**AUFGABENSTELLUNG:** In welchem Verlag ist das besprochene Buch laut dem ausgewählten Text erschienen?

**AUSGEWÄHLTER TEXT:**
□ □ □

Gültige Verbindungen. Eine Untersuchung zur kanonischen Bedeutung der innerbiblischen Traditionsbezüge in Sprüche 1 bis 9.

Verlag:

Leipzig: Evangelische Verlagsanstalt 2011. 476 S. 23,0 x 15,5 cm = Arbeiten zur Bibel und ihrer Geschichte, 37. Geb. EUR 78,00. ISBN 978-3-374-02853-5.

Rezensent:

Jan-Dirk Döhling

Um die Biblische Theologie und die Kategorie des Kanons ist es ruhig geworden. Imponierten sich in der alttestamentlichen Wissenschaft in der zweiten Hälfte des 20. und zu Beginn des 21. Jh.s im Gefolge literaturwissenschaftlicher Trends und angesichts stetig vertiefter religions- und literaturgeschichtlicher Diversifizierungen die alten Fragen nach der Einheit der Schrift, nach Wahrheit und (Religions-)Geschichte, dem Verhältnis von Diachronie und Synchronie aufs Neue und führten an nahezu jedem hier denkbaren Pol zu prononcierten Entwürfen, so schien das Pendel seither von den großen Fragen zur detaillierten Einzelarbeit zurückgeschwungen zu sein. Dies kann den Überdruss an hypostasierten Fundamentalalternativen spiegeln, doch haben sich auch die neueren Zugänge zunehmend im Fach etabliert, sich methodisch entwickelt und die klassischen Methoden mit Aspekten ihres Fragens affiziert. Dies macht Detailforschung möglich und nötig; doch muss diese die großen Fragen nicht außer Acht lassen.
Ihnen jedenfalls stellt sich G. Reichenbachs Leipziger Promotionsschrift des Jahres 2010, für den »die Zukunft der christlichen Theologie mit davon abhängt, wie es ihr gelingt, nach der Gültigkeit biblischer Texte und theologischer Aussagen zu fragen« (5). R. fragt, was als »tragende[r] Grund der Hebräischen Bibel«, als »Zu­sammenhang von Faktoren«, »die zeitübergreifend für Einzeltexte und die Gesamtheit die konstitutive Gestalt der Hebräischen Bibel bilden«, gelten kann (14). Hierzu analysiert er die innerbiblischen Traditionsbezüge in Spr 1–9 als einen innerbiblisch-theologischen Querschnitt spätpersischer Zeit.

□ □ □

**BEREITGESTELLTES MATERIAL:**
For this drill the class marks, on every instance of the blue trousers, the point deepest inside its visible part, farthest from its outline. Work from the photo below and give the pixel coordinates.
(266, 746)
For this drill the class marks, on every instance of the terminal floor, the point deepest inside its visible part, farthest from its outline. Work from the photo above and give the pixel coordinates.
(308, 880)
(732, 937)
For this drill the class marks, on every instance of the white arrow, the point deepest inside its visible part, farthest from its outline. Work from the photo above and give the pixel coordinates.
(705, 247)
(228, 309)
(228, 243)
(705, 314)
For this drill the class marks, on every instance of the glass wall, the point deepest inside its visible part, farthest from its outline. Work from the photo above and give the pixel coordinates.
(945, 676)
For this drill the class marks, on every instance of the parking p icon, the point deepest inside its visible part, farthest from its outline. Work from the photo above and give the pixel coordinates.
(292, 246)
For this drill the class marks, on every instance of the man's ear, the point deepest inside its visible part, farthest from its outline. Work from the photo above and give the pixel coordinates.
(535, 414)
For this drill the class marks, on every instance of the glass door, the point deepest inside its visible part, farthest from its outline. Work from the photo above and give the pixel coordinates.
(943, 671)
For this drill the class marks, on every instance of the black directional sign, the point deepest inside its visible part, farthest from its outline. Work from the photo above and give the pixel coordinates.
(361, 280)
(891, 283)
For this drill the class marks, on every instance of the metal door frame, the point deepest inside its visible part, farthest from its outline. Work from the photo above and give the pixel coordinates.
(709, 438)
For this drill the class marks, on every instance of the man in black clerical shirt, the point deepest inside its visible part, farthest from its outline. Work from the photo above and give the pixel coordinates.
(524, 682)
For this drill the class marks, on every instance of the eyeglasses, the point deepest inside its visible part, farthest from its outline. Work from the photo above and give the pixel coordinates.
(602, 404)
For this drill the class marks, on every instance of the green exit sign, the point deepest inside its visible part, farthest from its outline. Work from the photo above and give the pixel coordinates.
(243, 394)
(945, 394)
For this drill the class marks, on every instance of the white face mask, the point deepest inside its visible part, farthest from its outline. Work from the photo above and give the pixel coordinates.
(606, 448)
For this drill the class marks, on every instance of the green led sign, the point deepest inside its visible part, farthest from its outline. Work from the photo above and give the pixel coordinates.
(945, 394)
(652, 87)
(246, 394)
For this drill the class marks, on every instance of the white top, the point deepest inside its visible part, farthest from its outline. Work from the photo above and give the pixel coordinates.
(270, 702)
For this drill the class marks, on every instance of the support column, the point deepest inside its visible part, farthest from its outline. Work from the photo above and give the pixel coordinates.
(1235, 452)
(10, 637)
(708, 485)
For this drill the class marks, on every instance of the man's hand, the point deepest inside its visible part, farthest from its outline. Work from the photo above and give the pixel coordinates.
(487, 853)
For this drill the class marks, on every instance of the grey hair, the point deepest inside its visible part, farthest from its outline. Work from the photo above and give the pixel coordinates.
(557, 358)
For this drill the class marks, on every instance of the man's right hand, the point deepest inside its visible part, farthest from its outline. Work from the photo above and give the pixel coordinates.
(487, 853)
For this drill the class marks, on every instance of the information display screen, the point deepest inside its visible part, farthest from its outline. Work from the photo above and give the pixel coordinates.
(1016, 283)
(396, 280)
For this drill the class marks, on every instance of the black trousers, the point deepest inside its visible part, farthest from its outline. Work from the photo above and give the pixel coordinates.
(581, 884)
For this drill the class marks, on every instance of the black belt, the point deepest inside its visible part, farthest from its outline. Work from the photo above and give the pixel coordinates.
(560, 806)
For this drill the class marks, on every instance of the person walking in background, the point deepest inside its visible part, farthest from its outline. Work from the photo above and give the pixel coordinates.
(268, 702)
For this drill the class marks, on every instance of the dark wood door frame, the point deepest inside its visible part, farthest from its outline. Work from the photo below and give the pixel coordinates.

□ □ □

**LÖSUNG:** In der Evangelischen Verlagsanstalt in Leipzig.